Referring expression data
Segment Open
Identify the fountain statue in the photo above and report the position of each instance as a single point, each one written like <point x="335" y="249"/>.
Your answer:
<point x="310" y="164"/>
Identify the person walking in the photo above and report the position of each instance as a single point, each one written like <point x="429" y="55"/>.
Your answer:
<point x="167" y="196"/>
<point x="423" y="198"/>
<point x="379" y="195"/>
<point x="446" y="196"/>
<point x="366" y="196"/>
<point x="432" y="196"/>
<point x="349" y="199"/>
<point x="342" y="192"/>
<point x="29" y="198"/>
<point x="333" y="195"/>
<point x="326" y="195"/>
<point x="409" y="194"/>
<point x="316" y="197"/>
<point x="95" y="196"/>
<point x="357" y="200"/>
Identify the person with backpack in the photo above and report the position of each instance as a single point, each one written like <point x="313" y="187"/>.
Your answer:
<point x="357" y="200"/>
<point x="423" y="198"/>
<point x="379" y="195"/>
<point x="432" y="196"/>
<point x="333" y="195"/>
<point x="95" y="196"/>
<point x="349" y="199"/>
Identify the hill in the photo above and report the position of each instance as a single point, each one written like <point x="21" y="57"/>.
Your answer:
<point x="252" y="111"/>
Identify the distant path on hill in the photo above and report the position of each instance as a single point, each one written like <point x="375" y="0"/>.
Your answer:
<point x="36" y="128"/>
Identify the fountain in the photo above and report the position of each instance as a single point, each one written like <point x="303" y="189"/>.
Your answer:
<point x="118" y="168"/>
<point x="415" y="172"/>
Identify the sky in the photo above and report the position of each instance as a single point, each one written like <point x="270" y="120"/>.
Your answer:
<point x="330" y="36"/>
Segment Closed
TASK PROMPT
Each line from the one with "Identify the person with" through the end of the entries above is to be returned word for word. Nothing else belongs in the answer.

RESULT OF THE EXERCISE
Identify the person with backpack in the photo above and report the position of each instance as a single point, each one written like <point x="313" y="187"/>.
Your answer:
<point x="357" y="200"/>
<point x="423" y="198"/>
<point x="379" y="195"/>
<point x="432" y="196"/>
<point x="333" y="195"/>
<point x="95" y="196"/>
<point x="349" y="199"/>
Identify the hill in the photo above and report the position of each instance as a single point, each one written like <point x="21" y="57"/>.
Your answer:
<point x="252" y="111"/>
Identify the distant path on hill in the photo above and report the position of each instance as a single point, each one written like <point x="375" y="0"/>.
Your answer:
<point x="36" y="128"/>
Identify the fountain in the photo above and report the position of each instance as a single point, each one written like <point x="303" y="189"/>.
Your answer:
<point x="118" y="168"/>
<point x="415" y="172"/>
Identify the sky in the photo above and report the position of each instance as a single point, each one written like <point x="270" y="120"/>.
Your answer:
<point x="330" y="36"/>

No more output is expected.